**PROVIDED RECORDS**.
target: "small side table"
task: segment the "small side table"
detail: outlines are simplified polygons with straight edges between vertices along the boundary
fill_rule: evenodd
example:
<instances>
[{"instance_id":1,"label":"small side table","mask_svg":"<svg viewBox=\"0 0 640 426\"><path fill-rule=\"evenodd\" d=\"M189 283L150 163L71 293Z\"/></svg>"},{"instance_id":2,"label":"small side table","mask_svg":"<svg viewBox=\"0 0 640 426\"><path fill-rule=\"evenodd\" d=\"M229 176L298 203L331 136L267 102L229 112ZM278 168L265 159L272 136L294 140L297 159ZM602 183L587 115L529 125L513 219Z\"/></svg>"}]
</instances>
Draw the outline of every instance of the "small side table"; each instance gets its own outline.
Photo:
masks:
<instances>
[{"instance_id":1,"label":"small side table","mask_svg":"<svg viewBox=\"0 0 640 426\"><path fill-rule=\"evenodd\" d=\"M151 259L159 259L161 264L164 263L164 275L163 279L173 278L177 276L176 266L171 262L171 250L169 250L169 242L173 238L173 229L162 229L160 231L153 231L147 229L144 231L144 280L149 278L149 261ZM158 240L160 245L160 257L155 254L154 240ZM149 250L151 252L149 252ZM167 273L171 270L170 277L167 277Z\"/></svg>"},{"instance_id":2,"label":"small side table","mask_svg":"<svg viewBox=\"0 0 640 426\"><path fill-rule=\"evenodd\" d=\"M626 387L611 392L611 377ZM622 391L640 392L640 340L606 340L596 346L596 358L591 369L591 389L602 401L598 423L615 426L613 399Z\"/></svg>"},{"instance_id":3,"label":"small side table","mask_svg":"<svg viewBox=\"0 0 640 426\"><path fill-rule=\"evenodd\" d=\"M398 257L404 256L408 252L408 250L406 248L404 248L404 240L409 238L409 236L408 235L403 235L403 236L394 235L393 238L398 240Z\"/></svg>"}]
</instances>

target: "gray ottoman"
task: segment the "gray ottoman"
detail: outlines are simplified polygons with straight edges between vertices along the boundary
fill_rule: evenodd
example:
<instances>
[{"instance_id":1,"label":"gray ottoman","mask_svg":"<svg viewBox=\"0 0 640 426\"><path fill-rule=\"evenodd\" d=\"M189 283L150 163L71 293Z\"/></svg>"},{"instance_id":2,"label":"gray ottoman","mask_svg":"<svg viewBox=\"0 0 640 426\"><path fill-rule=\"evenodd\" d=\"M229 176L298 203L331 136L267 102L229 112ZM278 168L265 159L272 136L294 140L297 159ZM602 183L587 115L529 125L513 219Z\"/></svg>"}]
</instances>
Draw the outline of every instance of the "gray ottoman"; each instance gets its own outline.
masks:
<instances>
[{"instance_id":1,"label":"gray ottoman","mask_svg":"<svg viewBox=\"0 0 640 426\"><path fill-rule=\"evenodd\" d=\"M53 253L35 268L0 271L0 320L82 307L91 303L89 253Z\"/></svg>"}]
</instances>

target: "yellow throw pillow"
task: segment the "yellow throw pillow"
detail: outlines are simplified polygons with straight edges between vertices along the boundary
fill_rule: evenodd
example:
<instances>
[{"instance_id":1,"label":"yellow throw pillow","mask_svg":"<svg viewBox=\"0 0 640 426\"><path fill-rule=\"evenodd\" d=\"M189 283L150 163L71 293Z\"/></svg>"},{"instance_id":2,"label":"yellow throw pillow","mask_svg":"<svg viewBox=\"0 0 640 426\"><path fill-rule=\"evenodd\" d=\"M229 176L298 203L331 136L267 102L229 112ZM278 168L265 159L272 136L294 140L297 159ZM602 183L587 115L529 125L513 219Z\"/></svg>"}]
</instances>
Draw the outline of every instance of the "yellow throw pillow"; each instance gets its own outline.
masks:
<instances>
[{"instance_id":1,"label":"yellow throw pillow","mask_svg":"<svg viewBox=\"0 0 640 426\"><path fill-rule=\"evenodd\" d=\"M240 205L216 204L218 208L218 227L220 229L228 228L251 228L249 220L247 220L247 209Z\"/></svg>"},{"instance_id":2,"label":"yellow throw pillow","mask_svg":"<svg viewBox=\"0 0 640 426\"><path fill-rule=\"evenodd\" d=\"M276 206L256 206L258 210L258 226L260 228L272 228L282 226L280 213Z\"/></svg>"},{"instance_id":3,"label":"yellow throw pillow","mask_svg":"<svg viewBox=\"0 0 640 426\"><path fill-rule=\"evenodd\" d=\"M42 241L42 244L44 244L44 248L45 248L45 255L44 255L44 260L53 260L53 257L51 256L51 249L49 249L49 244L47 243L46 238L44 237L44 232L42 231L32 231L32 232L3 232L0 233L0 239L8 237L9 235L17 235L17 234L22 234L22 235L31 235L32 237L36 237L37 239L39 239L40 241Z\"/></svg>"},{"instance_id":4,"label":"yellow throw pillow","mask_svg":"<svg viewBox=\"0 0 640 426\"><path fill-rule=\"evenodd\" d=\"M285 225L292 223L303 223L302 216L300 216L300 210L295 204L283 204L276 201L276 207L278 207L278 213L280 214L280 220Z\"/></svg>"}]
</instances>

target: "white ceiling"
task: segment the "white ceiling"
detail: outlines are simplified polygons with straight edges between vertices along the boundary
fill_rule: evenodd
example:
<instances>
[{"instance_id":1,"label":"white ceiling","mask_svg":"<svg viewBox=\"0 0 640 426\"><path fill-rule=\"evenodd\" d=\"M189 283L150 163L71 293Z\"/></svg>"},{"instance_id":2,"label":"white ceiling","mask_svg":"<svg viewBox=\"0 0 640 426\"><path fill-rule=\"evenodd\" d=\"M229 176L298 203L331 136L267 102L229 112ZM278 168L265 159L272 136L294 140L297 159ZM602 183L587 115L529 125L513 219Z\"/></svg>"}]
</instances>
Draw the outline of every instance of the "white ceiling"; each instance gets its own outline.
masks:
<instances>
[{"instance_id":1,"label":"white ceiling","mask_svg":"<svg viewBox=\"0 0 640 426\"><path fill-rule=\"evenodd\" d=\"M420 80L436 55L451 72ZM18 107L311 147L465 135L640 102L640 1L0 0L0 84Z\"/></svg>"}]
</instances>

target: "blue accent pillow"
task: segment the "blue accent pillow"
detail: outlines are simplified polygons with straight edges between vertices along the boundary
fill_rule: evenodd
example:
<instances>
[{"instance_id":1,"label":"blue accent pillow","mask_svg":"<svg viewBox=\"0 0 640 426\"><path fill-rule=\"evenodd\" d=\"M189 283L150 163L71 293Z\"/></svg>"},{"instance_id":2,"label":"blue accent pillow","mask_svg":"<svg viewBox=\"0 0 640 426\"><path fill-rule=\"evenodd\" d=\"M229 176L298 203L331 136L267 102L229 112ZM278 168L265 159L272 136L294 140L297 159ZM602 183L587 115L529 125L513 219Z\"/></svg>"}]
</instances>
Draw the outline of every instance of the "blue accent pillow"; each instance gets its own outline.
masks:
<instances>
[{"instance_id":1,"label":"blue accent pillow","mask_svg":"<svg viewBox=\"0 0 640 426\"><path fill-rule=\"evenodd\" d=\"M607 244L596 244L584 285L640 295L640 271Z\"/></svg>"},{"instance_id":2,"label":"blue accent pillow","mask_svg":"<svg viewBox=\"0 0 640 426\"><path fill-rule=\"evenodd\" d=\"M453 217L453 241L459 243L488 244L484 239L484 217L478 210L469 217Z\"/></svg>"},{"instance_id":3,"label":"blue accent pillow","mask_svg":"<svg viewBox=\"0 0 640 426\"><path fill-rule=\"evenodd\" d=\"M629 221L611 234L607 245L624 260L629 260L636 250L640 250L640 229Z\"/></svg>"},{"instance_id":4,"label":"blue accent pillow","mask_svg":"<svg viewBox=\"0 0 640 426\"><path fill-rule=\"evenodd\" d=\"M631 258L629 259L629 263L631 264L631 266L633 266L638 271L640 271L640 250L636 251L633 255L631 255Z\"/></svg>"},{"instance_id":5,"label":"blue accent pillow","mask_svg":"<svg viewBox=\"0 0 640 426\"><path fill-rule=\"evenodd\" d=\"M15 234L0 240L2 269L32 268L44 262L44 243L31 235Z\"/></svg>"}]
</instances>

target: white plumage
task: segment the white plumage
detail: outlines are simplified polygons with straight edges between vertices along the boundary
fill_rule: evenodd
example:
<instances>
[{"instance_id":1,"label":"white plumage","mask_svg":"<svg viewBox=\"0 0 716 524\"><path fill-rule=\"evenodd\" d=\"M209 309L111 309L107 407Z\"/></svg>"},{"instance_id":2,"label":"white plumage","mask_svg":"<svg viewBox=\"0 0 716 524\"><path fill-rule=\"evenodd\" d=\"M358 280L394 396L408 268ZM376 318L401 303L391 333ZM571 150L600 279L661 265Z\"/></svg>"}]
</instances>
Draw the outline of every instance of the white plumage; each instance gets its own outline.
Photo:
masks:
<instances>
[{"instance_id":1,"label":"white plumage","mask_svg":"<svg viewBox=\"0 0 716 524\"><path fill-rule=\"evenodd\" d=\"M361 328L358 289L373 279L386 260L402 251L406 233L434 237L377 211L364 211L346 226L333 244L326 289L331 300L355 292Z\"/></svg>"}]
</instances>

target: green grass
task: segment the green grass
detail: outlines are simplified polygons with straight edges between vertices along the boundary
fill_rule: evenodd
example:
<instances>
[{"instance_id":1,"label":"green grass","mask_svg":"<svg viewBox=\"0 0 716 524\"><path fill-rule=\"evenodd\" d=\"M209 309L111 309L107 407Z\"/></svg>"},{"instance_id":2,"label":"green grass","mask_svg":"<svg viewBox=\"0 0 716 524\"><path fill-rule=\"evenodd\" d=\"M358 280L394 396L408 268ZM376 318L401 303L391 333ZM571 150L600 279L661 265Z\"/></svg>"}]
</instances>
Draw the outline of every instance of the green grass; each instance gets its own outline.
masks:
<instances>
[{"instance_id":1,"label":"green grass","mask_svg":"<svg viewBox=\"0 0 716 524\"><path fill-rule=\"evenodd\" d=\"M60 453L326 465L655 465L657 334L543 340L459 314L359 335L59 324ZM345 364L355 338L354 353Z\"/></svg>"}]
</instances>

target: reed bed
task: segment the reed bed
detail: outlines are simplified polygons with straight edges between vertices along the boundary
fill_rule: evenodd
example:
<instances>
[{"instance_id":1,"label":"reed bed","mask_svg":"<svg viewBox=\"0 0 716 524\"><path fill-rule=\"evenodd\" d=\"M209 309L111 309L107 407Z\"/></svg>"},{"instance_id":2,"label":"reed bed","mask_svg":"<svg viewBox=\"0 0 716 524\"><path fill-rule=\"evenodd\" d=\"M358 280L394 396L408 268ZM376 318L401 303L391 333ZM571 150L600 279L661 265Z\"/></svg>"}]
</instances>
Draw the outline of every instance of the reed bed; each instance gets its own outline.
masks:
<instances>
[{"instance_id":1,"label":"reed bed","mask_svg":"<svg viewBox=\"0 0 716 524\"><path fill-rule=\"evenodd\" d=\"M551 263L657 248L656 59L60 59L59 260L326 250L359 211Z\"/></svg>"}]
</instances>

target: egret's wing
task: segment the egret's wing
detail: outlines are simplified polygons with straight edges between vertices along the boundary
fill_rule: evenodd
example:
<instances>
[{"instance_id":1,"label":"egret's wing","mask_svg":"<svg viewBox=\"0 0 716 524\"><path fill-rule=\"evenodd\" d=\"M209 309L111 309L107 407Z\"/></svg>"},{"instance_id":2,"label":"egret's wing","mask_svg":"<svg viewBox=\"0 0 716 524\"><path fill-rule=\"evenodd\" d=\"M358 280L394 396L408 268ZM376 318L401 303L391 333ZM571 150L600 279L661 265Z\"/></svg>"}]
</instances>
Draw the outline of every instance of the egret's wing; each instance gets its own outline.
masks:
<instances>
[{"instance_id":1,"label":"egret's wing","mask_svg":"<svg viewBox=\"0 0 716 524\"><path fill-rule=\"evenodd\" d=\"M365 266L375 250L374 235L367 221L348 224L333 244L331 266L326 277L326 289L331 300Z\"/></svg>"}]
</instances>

**WORK INSTRUCTIONS**. Each line from the one containing "target: reed bed" to the end of the listing above should be copied exactly, and nothing else.

**ANSWER BELOW**.
target: reed bed
task: segment the reed bed
detail: outlines are simplified polygons with straight edges between vertices along the boundary
fill_rule: evenodd
example:
<instances>
[{"instance_id":1,"label":"reed bed","mask_svg":"<svg viewBox=\"0 0 716 524\"><path fill-rule=\"evenodd\" d=\"M209 309L111 309L107 407Z\"/></svg>"},{"instance_id":2,"label":"reed bed","mask_svg":"<svg viewBox=\"0 0 716 524\"><path fill-rule=\"evenodd\" d=\"M358 280L394 396L408 268ZM376 318L401 303L391 333ZM571 150L600 279L661 265Z\"/></svg>"}]
</instances>
Draw the outline of every instance of the reed bed; each instance gets its own outline.
masks:
<instances>
[{"instance_id":1,"label":"reed bed","mask_svg":"<svg viewBox=\"0 0 716 524\"><path fill-rule=\"evenodd\" d=\"M551 263L657 248L656 59L60 59L59 260L326 250L359 211Z\"/></svg>"}]
</instances>

target: egret's wing
task: segment the egret's wing
detail: outlines are simplified polygons with straight edges between vertices along the boundary
fill_rule: evenodd
example:
<instances>
[{"instance_id":1,"label":"egret's wing","mask_svg":"<svg viewBox=\"0 0 716 524\"><path fill-rule=\"evenodd\" d=\"M209 309L111 309L107 407Z\"/></svg>"},{"instance_id":2,"label":"egret's wing","mask_svg":"<svg viewBox=\"0 0 716 524\"><path fill-rule=\"evenodd\" d=\"M358 280L394 396L408 268ZM376 318L401 303L391 333ZM571 150L600 279L661 265Z\"/></svg>"}]
</instances>
Draw the outline of every instance of the egret's wing; each instance gets its own outline.
masks:
<instances>
[{"instance_id":1,"label":"egret's wing","mask_svg":"<svg viewBox=\"0 0 716 524\"><path fill-rule=\"evenodd\" d=\"M365 266L375 250L374 235L367 221L348 224L333 244L331 266L326 277L326 289L331 300Z\"/></svg>"}]
</instances>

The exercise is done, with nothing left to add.